- [PROBLEM]
Using the article on First Bus mobile ticketing below, answer these questions:
1. When did First UK Bus introduce mobile ticketing?
2. According to the article, why did Virgin Atlantic trial Google Glass?
3. Which Manchester service does the article suggest someone might give up in favor of the bus?

Customer experience is about relevancy.

Many providers of services are finding that generational relevancy is a new factor they need to consider and one that likely requires a good deal of investment.

It's not prudent to avoid investment and hope that being a second or third mover will keep your digitally-demanding customers just sweet enough.

The fact is, if you improve the customer experience without even changing the service you provide, customers will be happier. They'll think they're getting more for their money and they are.

I'll give an example. First UK Bus introduced mobile ticketing in spring 2014. There's an mticket app on which tickets can be bought, stored and activated. For those of you not in the regions of the UK, these buses were often cash only (smart cards, similar to London's Oyster, are yet to be rolled out).

Here's why this mticketing works and why more companies should be moving sooner.

Transforming the company image

First Bus has produced some nice outdoor advertising to promote its mticketing.

This is, of course, to make sure people are aware of the service. But it also has a secondary effect of making the brand look like first movers (no pun intended), at least when it comes to regional bus services.

This is the same reason Virgin Atlantic trialled Google Glass, to make its staff look better than other airline staff, better equipped and more knowledgable.

First Group provides a range of services and it's not inconceivable to think that other parts of its business will benefit from an improved customer perception off the back of First Bus' innovations.

first bus mticketing

Operational savings

Less money to account for, fewer rolls of ticket paper to buy, lower average time to serve each traveller. All these metrics are important, especially the latter during rush hour. It's what necessitated Oyster and contactless card payment on London buses.

Frontline morale

It's no stretch to say that mticketing saves me a lot of time and money. No more do I have to buy something from a newsagents with a £20 note so I can use the change for the bus.

Greater convenience for the customer means less hassle for bus drivers. Greater job satisfaction has tangible benefits for any company.

Selling more tickets

Alternative methods of payment allow for greater sales. This means that a tired but cashless customer might jump on a bus to take them a mile or two by using their mobile app.

Additionally, the company may poach travellers from other services with a campaign/CX such as mtickets. Of course, nobody would switch to First Bus unless there was a route that took them where they wanted to go. But it's conceivable that someone might ditch taking the Metrolink in Manchester (it gets busy in rush hour) and take the bus instead if this campaign makes them more aware of the benefits.

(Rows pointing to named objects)
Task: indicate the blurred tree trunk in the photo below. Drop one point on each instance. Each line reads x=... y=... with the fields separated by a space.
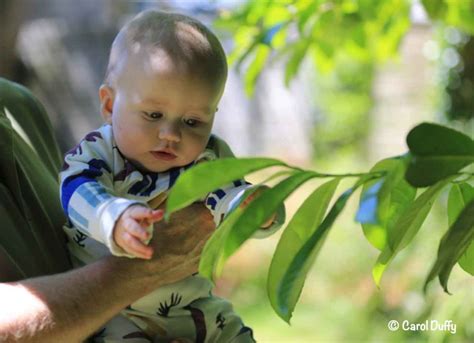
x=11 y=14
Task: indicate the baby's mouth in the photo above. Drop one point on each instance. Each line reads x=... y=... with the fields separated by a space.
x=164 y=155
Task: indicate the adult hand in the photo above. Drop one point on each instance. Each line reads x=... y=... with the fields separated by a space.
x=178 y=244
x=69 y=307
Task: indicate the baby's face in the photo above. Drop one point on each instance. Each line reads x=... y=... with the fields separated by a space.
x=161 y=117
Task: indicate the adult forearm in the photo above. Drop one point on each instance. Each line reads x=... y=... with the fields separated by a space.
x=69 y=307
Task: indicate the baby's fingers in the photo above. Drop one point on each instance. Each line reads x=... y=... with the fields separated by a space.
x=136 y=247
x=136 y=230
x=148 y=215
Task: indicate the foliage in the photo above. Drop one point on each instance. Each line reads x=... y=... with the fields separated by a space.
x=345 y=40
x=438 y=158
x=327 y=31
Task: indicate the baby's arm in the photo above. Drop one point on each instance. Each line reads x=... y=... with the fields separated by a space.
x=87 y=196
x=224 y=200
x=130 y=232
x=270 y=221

---

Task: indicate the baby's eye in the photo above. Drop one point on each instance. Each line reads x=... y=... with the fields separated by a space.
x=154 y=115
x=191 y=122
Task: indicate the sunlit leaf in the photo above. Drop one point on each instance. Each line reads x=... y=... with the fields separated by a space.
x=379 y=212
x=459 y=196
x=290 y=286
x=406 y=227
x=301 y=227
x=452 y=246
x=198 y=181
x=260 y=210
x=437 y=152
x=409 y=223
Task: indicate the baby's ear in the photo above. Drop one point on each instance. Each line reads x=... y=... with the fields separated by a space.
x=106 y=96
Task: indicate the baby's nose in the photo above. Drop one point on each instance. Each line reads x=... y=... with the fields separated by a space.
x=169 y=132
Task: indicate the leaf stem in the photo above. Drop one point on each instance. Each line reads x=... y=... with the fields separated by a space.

- [OUTPUT]
1. Spring 2014.
2. To make its staff look better than other airline staff: better equipped and more knowledgeable.
3. The Metrolink.